# SET PROBLEM
Retype the items from the very start through the line containing "[[190, 130]]", inclusive, with no changes to any character.

----------------

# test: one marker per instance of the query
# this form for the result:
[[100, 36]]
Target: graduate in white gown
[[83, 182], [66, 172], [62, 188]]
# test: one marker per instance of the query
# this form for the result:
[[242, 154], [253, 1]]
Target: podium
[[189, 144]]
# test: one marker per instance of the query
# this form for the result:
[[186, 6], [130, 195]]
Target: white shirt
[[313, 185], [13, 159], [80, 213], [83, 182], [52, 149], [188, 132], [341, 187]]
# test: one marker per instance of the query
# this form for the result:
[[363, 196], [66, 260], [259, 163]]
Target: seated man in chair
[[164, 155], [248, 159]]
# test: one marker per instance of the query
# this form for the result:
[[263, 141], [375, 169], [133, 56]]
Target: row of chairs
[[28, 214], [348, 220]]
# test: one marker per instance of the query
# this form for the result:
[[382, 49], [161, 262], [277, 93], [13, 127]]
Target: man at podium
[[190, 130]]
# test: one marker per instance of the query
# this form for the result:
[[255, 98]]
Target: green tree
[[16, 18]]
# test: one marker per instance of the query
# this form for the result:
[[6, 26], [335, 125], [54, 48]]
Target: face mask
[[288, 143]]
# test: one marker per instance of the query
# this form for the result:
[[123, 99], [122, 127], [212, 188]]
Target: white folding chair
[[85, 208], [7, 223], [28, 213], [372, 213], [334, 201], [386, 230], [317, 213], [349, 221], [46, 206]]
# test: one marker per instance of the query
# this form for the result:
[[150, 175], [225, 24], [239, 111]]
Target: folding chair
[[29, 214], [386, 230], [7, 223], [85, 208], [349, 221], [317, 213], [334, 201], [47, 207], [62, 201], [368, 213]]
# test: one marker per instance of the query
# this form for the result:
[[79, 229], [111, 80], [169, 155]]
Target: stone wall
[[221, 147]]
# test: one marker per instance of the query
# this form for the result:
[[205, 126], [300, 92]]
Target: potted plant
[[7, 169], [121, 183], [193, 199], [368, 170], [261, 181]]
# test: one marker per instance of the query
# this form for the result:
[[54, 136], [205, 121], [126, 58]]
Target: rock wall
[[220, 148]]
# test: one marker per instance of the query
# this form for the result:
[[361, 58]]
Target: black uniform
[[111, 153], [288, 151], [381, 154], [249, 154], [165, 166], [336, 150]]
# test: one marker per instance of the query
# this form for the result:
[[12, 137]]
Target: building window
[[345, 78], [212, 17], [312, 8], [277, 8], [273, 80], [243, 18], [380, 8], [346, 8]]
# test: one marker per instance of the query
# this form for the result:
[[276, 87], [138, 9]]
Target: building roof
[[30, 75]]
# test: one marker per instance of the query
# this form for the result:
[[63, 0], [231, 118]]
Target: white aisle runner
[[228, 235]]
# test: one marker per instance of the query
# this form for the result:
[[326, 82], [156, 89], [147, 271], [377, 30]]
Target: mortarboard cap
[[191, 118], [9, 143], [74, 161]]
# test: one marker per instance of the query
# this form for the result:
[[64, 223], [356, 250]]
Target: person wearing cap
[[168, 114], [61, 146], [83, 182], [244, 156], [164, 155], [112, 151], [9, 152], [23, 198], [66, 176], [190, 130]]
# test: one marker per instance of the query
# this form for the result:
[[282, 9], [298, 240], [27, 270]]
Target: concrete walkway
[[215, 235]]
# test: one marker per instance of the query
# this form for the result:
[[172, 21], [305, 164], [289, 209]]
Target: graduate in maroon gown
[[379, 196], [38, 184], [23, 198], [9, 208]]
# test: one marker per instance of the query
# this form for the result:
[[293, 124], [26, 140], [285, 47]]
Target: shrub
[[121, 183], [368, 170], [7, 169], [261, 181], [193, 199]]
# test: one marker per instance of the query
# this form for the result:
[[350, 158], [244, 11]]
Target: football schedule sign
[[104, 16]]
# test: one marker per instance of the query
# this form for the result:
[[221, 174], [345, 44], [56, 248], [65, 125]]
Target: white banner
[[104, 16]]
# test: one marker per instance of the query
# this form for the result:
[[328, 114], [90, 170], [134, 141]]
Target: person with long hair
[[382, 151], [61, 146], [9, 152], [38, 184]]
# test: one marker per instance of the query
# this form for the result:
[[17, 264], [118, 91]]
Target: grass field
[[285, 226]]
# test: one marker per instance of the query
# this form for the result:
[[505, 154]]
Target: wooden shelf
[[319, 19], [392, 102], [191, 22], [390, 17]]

----------------

# RESULT OF THE TASK
# test: one marker per instance of the query
# this form for the result:
[[100, 36]]
Target: graduate in white gown
[[83, 182], [66, 172], [62, 188]]
# test: one marker per instance of the query
# this form for the result:
[[242, 154], [253, 1]]
Target: podium
[[189, 144]]
# test: one marker per instance of the query
# this form for the result:
[[186, 6], [130, 195]]
Target: white shirt
[[313, 185], [13, 159], [80, 213], [83, 182], [52, 149], [188, 132], [341, 187]]
# test: one marker per instance of the query
# this form for the result:
[[363, 196], [66, 260], [259, 163]]
Target: seated man in chair
[[164, 155], [248, 159]]
# test: one marker per instance of the query
# this form for the result:
[[263, 141], [375, 169], [133, 56]]
Target: row of chairs
[[28, 214], [348, 220]]
# test: one marker per instance of the query
# this form for the result:
[[382, 49], [161, 262], [277, 93], [13, 127]]
Target: man at podium
[[190, 130]]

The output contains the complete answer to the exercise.